## [Data items]
------------------------------------------------------------

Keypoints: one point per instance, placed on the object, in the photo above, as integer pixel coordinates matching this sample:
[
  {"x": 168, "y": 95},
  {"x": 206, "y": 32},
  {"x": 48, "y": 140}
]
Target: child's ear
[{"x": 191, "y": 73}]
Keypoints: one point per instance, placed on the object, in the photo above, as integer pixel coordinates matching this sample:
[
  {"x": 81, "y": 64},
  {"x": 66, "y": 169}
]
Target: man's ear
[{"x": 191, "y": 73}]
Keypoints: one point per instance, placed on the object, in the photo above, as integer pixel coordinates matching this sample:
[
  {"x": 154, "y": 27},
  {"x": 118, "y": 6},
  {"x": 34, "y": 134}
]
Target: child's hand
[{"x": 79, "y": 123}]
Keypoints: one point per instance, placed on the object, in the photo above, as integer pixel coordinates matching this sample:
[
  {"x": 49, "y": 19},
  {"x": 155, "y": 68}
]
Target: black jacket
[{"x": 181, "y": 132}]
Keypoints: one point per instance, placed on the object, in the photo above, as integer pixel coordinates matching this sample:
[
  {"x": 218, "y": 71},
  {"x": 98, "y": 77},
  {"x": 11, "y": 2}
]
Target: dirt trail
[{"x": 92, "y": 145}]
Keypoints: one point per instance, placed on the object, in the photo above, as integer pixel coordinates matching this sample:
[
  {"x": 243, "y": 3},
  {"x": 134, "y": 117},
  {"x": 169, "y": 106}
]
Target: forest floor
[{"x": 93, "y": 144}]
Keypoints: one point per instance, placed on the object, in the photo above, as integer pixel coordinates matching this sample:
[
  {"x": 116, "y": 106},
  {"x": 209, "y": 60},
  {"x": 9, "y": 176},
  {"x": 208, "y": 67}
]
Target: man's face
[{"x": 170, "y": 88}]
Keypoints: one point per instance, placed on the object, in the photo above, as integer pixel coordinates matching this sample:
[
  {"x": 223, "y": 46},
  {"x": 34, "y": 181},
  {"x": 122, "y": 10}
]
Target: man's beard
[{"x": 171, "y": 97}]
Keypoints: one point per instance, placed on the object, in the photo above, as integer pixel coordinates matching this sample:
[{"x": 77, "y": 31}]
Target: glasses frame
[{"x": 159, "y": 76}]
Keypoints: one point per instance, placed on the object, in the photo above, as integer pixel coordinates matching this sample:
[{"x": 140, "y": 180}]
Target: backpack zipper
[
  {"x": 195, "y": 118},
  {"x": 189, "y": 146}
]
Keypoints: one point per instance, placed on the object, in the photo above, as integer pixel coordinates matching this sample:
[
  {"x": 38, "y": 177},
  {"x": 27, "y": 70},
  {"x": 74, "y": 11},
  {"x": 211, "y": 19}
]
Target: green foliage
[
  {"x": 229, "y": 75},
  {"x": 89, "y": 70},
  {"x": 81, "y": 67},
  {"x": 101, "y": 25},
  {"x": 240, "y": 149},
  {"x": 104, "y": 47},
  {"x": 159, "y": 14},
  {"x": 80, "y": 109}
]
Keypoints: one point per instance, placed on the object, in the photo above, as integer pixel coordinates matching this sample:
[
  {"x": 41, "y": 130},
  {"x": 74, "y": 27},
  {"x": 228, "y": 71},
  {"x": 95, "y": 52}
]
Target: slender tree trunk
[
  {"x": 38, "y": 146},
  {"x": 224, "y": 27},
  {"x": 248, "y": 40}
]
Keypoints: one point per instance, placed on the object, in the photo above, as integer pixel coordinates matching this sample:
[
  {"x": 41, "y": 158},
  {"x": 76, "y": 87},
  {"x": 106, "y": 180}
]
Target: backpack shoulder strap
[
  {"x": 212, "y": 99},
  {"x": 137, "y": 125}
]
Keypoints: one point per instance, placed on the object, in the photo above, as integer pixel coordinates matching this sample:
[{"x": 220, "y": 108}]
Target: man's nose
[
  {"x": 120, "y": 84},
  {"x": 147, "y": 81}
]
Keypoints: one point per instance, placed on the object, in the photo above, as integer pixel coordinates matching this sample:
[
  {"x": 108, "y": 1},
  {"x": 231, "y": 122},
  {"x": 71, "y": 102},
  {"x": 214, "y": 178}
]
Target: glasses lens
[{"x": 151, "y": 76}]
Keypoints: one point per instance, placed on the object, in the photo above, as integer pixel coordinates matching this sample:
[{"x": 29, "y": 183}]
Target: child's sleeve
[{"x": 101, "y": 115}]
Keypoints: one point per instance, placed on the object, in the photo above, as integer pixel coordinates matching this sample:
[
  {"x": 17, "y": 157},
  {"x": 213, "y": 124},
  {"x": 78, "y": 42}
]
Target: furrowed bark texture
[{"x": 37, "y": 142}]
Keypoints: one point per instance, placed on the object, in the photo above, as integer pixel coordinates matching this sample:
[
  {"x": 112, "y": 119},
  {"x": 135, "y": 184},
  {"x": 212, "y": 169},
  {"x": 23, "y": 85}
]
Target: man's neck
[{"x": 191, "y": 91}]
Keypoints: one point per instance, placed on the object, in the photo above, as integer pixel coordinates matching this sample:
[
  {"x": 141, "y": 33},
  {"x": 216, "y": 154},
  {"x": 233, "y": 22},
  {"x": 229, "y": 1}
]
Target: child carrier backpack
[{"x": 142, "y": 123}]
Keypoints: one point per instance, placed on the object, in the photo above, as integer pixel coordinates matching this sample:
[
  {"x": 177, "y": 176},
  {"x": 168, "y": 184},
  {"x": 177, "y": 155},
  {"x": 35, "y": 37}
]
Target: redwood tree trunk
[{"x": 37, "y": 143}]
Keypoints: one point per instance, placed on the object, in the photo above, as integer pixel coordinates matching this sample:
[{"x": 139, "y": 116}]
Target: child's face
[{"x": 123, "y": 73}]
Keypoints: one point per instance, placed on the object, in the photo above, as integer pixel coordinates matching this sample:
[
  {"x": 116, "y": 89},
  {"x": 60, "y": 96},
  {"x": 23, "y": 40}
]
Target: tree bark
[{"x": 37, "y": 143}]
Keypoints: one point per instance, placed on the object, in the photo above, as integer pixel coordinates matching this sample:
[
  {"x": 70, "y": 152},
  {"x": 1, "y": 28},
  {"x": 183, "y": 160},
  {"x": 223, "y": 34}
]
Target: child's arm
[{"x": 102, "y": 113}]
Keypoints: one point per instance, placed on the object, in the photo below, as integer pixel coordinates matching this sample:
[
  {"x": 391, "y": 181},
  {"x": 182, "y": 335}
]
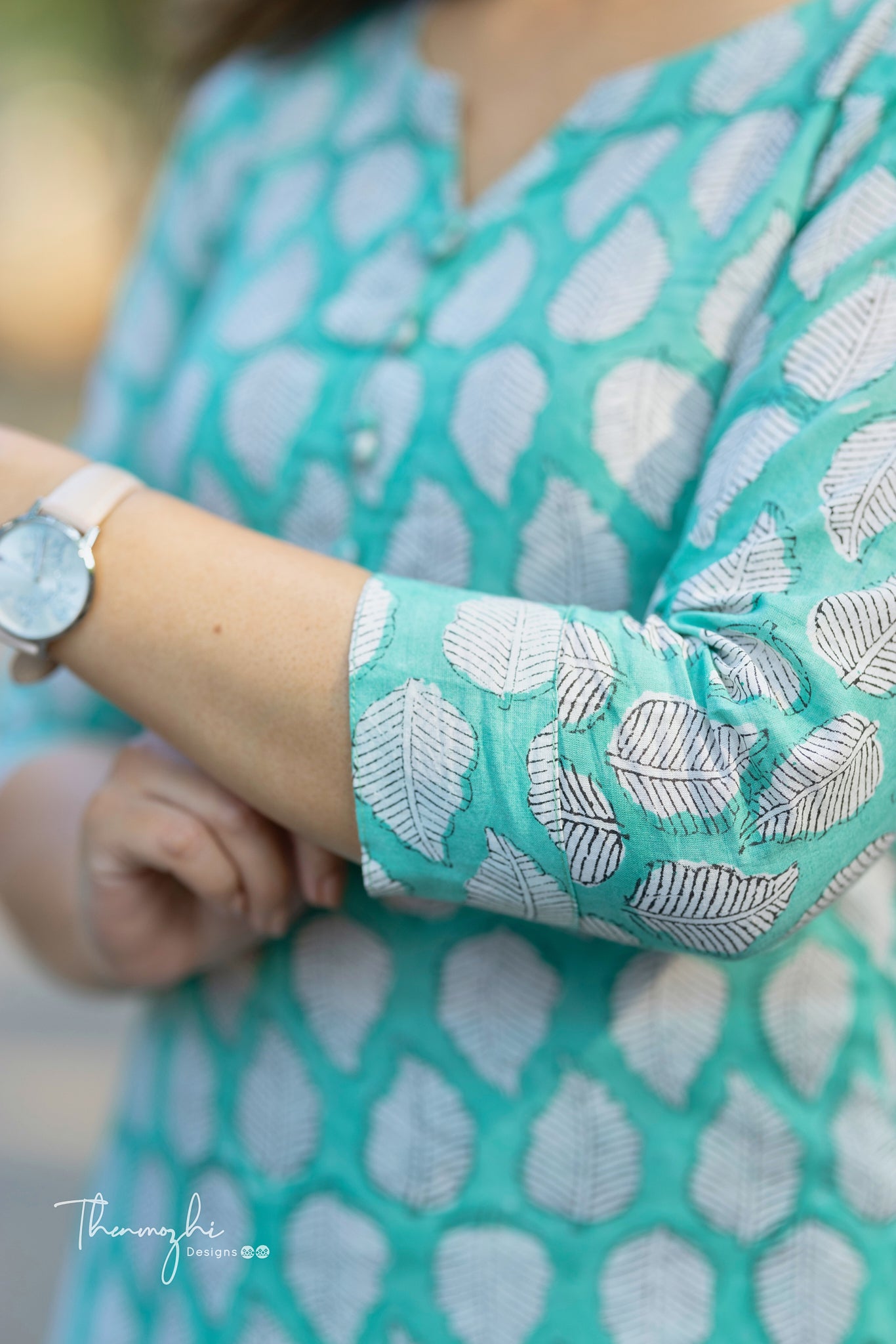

------------------------------------------------------------

## [SET PROBLEM]
Locate each line in the records above that contains the word "tree" and copy those lines out.

## [OUTPUT FOR THIS EXERCISE]
Target: slender tree trunk
Target: redwood tree trunk
Target: tree bark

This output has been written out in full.